◆ **Exercise instructions**
Set down the whole listing below exactly, without pictures.
[Entries shown — start]
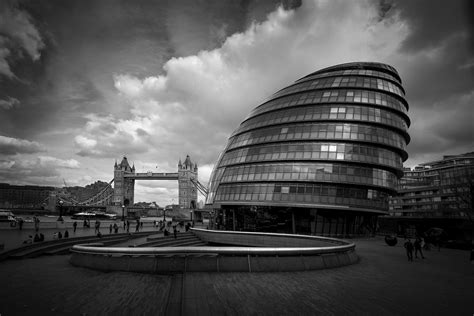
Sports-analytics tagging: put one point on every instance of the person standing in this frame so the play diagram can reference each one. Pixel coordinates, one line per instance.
(417, 245)
(409, 248)
(36, 220)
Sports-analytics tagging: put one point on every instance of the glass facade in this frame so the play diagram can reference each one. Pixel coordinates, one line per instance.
(321, 156)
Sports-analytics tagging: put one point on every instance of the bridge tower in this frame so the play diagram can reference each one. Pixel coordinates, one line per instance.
(187, 190)
(123, 187)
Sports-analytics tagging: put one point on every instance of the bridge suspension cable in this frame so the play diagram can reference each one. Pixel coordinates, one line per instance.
(201, 188)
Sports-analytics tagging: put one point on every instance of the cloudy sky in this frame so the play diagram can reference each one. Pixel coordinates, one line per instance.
(83, 83)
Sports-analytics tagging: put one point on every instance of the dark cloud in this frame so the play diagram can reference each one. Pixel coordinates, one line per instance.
(18, 36)
(432, 21)
(13, 146)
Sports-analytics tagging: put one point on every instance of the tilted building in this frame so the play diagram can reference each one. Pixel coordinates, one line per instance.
(321, 156)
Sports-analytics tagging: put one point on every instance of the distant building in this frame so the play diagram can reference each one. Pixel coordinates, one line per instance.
(24, 196)
(434, 194)
(321, 156)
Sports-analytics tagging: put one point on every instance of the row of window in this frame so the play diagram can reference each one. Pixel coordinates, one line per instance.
(351, 96)
(303, 193)
(319, 132)
(341, 82)
(334, 112)
(341, 173)
(349, 72)
(313, 151)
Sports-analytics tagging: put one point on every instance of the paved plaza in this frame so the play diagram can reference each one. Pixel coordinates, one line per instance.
(382, 283)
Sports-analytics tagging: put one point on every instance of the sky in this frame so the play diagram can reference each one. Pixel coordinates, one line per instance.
(84, 83)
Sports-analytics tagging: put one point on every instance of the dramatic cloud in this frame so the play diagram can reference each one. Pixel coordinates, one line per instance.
(23, 170)
(200, 99)
(13, 146)
(9, 103)
(157, 80)
(18, 33)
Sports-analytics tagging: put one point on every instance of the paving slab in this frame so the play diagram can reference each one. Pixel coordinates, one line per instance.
(383, 282)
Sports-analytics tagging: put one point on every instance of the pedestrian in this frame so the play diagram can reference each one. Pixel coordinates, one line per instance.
(417, 245)
(97, 226)
(29, 240)
(36, 220)
(409, 248)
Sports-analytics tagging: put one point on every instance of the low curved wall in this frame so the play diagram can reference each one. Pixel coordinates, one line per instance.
(260, 252)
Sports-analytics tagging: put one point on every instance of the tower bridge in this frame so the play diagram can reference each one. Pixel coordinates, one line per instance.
(121, 196)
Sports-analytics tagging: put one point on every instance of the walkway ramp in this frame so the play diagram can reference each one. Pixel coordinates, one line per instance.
(183, 239)
(60, 246)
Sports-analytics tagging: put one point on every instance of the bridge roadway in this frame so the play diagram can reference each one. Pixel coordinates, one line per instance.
(152, 176)
(383, 283)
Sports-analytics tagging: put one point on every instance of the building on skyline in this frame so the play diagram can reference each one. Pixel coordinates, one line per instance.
(434, 194)
(320, 156)
(24, 196)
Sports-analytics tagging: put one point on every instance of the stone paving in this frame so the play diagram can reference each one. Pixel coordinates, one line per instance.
(383, 283)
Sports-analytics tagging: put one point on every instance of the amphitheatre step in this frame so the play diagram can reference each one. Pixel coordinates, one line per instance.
(37, 249)
(191, 243)
(165, 239)
(107, 242)
(179, 235)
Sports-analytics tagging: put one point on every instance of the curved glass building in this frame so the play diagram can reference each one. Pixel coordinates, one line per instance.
(320, 156)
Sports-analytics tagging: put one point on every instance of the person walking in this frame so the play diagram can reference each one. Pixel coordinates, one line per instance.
(409, 248)
(417, 245)
(36, 220)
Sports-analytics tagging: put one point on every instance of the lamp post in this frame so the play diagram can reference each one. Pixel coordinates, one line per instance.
(60, 218)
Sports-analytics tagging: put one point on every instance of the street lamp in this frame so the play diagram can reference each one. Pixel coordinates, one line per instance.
(60, 218)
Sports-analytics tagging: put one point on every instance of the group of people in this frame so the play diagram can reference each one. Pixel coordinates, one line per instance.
(59, 235)
(38, 237)
(416, 246)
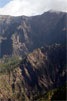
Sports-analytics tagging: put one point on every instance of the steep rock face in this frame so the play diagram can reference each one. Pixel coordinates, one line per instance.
(43, 69)
(21, 35)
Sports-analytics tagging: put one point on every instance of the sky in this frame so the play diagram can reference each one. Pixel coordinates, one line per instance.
(31, 7)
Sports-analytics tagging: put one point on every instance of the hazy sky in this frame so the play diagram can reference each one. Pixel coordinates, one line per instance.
(30, 7)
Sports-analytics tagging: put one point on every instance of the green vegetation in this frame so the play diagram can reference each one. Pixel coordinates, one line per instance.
(57, 94)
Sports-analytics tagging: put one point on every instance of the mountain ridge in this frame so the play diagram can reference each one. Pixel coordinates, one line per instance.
(19, 34)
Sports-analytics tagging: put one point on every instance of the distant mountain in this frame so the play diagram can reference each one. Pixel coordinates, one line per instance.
(21, 35)
(41, 71)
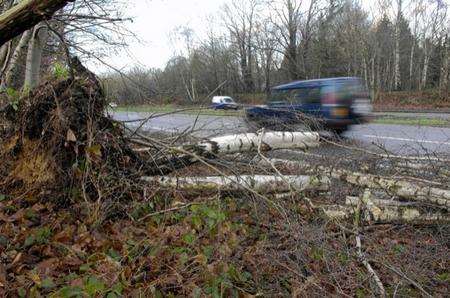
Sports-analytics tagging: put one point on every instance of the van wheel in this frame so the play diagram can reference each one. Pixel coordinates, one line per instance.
(340, 131)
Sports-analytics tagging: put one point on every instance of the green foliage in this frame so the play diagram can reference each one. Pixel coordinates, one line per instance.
(3, 198)
(39, 237)
(13, 97)
(204, 216)
(60, 71)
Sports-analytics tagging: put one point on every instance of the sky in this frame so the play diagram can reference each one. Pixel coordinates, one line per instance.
(154, 22)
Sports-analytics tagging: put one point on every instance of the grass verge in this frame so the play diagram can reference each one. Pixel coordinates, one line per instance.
(413, 121)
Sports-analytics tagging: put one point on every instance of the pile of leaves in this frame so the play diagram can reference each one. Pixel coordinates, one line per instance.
(175, 245)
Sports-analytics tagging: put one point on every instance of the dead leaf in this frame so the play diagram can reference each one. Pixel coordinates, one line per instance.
(2, 275)
(71, 136)
(17, 259)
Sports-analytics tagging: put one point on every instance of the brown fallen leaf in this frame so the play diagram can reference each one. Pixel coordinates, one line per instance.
(71, 136)
(2, 276)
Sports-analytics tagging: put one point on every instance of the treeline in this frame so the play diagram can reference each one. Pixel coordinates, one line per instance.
(403, 45)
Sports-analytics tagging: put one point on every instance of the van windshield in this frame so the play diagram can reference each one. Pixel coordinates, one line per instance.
(298, 96)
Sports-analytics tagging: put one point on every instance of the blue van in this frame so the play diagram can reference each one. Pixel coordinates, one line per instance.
(333, 104)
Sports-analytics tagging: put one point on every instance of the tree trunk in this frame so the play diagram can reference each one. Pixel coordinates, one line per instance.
(411, 65)
(397, 78)
(36, 45)
(445, 71)
(426, 61)
(25, 15)
(14, 62)
(257, 183)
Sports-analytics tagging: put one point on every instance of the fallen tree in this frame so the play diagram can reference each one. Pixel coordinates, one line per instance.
(189, 154)
(401, 188)
(25, 15)
(258, 183)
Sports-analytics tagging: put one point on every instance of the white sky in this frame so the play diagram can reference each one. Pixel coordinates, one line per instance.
(155, 20)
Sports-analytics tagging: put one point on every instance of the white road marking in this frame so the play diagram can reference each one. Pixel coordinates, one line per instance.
(407, 140)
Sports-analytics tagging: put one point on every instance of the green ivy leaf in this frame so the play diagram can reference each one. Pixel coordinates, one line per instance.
(48, 283)
(94, 286)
[Entries shown — finish]
◆ **Exercise solution**
Sports-analytics tagging: put one point on every instance of the person standing in this frame so the play diagram can reference each one. Pixel coordinates, one line per instance.
(417, 245)
(409, 248)
(36, 220)
Sports-analytics tagging: put one point on every instance of the glass facade in this frame so the play diagram can reference each one. Pixel coordinates, one line per instance.
(321, 156)
Sports-analytics tagging: put one point on every instance of the bridge tower in this frame so the play diagram can reference each one. Pixel coordinates, one line per instance.
(187, 190)
(123, 187)
Sports-analytics tagging: put one point on every instance of the bridge suspension cable in this frame so the play diagram can reference each one. Pixel coordinates, one line per instance.
(201, 188)
Sports-analytics tagging: put one point on every instance of the cloudy sky in this frame so the play diagram can reference each one. Pixel coordinates, one line per instance.
(83, 83)
Sports-analytics tagging: put one point on every instance of the dark cloud in this frame so the play diagram can reference each one. Pixel coordinates, one line per instance.
(18, 36)
(432, 21)
(13, 146)
Sports-analytics tagging: put one point on every instance of the tilted building in this frame so the play diagram can reference each one. Pixel coordinates, one line per instance.
(321, 156)
Sports-analytics tagging: put one point on every instance of the distant building in this frame so the play diagram can reference each one. Pixel coordinates, one line per instance.
(24, 196)
(434, 194)
(321, 156)
Sports-analytics tagging: put one point on every instance of the row of window in this frame so the play diagram can reference each one. Pixel coordinates, one line per instance.
(351, 96)
(303, 193)
(319, 132)
(341, 82)
(334, 112)
(341, 173)
(349, 72)
(313, 151)
Sports-analytics tagging: put one point on every instance of the paved plaza in this frame so the play diagram can reference each one. Pixel coordinates, one line per instance.
(382, 283)
Sports-analytics tagging: put one point on every instance of the sky in this frame so the play diagram can reference each one. Pixel coordinates, one line per instance.
(84, 83)
Sports-analytics tagging: put one point on every instance of the dramatic cloud in this frame so the play diagram can reference each one. Pixel coordinates, one line per instance.
(23, 170)
(200, 99)
(13, 146)
(9, 103)
(157, 80)
(18, 33)
Sports-analytics tagging: put one point on every instance of the paving slab in this frame so the play diagram can reference each one. Pixel coordinates, one line per instance.
(383, 282)
Sports-analytics tagging: put one point on every instance of the pedestrian in this frame so the play diagram can reference each one. Pixel coordinates, one line per instance.
(417, 245)
(97, 226)
(29, 240)
(36, 220)
(409, 248)
Sports-analytics tagging: put one point on every instance of the low curved wall in this frame so the play diagram can reference each one. Pixel coordinates, one line per instance.
(260, 252)
Sports-analytics tagging: put one point on every instance of the tower bridge in this frame so the play diagram can reference each one. Pixel coordinates, one line per instance.
(121, 196)
Sports-analytics tagging: put one point on every instance of the walkway ramp in this frame so the play diagram can reference each one. Pixel coordinates, one line per instance.
(183, 239)
(60, 246)
Sports-analytics tagging: put one point on every instance of the bridge roadway in this frame so the play diagram can reference each one. Pixel coordinates, one line per instance.
(152, 176)
(383, 283)
Sports-analytics tagging: put one point on every instance of the building on skyline in this frame so the play diagram can reference each one. Pixel coordinates, one line per instance.
(434, 194)
(320, 156)
(24, 196)
Sports-analytics tagging: put one point on every instance of the stone paving in this frame so the play diagram can reference each one. Pixel coordinates, one line per instance.
(383, 283)
Sports-analytics tagging: put one point on every instance of the amphitheatre step in this frame so the play diagram can reference each one. Pixel coordinates, one line per instance.
(37, 249)
(191, 243)
(165, 239)
(107, 242)
(179, 235)
Sports-analytics tagging: put one point on every instance of the curved glass building in this frame so the play diagram can reference each one. Pixel coordinates, one line per instance.
(320, 156)
Sports-analytics tagging: put one point on every instance of the person walking in this frame so the play diagram can reference each one. Pixel coordinates, one line per instance.
(409, 248)
(417, 245)
(36, 220)
Sports-analytics tagging: put one point on every instance of the lamp post in this frame so the play diagram can reference each one. Pixel coordinates, one line per instance.
(60, 218)
Sports-analytics tagging: put one point on every instance of the street lamp in this frame so the play diagram can reference each one. Pixel coordinates, one line per instance.
(60, 218)
Sports-analytics tagging: put one point on every instance of the group of people in this frame so the play diagram can reference each one. Pixel coordinates, one line per instance.
(59, 235)
(38, 237)
(416, 246)
Sports-analytics tagging: put one point on every instance of the steep rock face in this frame so the play diagram can reference each one. Pixel coordinates, one line per instance.
(43, 69)
(21, 35)
Sports-analytics tagging: put one point on every instance of the sky in this frame so the play diagram can reference each one. Pixel coordinates, one line per instance.
(31, 7)
Sports-analytics tagging: put one point on every instance of the hazy sky in this frame so the play diagram can reference each one. Pixel coordinates, one line per instance.
(30, 7)
Sports-analytics tagging: put one point on every instance of the green vegetation in this frame so the play diagram can reference each one. Pixel coordinates, one line per instance.
(57, 94)
Sports-analytics tagging: put one point on every instance of the mountain ridge in this frame so the play diagram can reference each one. Pixel coordinates, one line per instance.
(19, 34)
Sports-analytics tagging: put one point on every instance of the distant mountain in this frame so the play diagram can reference each one. Pixel coordinates, one line per instance.
(21, 35)
(41, 71)
Sports-analytics tagging: put one point on every instance of the van wheel in this frame so the play diagram can reference each one. Pixel coordinates, one line per instance.
(340, 131)
Sports-analytics tagging: put one point on every instance of the green foliage in this frame so the play diagram can reference each one. Pixel coordinates, one line per instance.
(3, 198)
(39, 237)
(13, 97)
(204, 216)
(60, 71)
Sports-analytics tagging: put one point on every instance of the sky in this frame so the play diagram can reference each one. Pixel coordinates, one line per instance.
(154, 22)
Sports-analytics tagging: put one point on every instance of the grass verge in this frame so the play diagram can reference each one. Pixel coordinates, one line per instance.
(413, 121)
Sports-analytics tagging: put one point on every instance of the pile of leaves in this frame so the play diagram can reference each one. Pixel coordinates, one line per instance.
(175, 245)
Sports-analytics tagging: put one point on every instance of the dead leaf in this frame so the play diagram can reference each one. Pixel coordinates, one line per instance.
(2, 275)
(71, 136)
(17, 259)
Sports-analytics tagging: put one point on every instance of the brown fallen leaf in this frame so the play diagram can reference each one. Pixel coordinates, one line per instance.
(71, 136)
(2, 276)
Sports-analytics tagging: put one point on every instance of the treeline in this frame so the play diagram can reference each one. Pixel coordinates, one line per instance.
(403, 45)
Sports-analytics tagging: put one point on every instance of the van windshield in this frame so the play diagram can reference each one. Pixel coordinates, one line per instance.
(298, 96)
Sports-analytics tagging: put one point on every instance of the blue van in this frame so the play diagram can reference each one. Pixel coordinates, one line per instance.
(333, 104)
Sports-analytics tagging: put one point on every instance of the tree trunk in this frame so the play diagram can reference each one. Pixel coordinates, one line per instance.
(411, 65)
(397, 78)
(36, 45)
(445, 71)
(426, 61)
(25, 15)
(14, 62)
(257, 183)
Sports-analytics tagging: put one point on every instance of the fallen tree in this frame so the play diagram can reference each one. Pixel coordinates, one line per instance.
(189, 154)
(401, 188)
(25, 15)
(258, 183)
Sports-analytics tagging: put one point on every instance of the white sky in this frame so the play diagram can reference each one. Pixel coordinates, one line per instance.
(155, 20)
Sports-analytics tagging: put one point on every instance of the white road marking in this frame so the play diagram can reference each one. Pixel coordinates, one line per instance.
(407, 140)
Sports-analytics tagging: put one point on every instance of the green ivy leaf in this frame so the play diagram can reference each one. Pixel coordinates, one line per instance.
(48, 283)
(94, 286)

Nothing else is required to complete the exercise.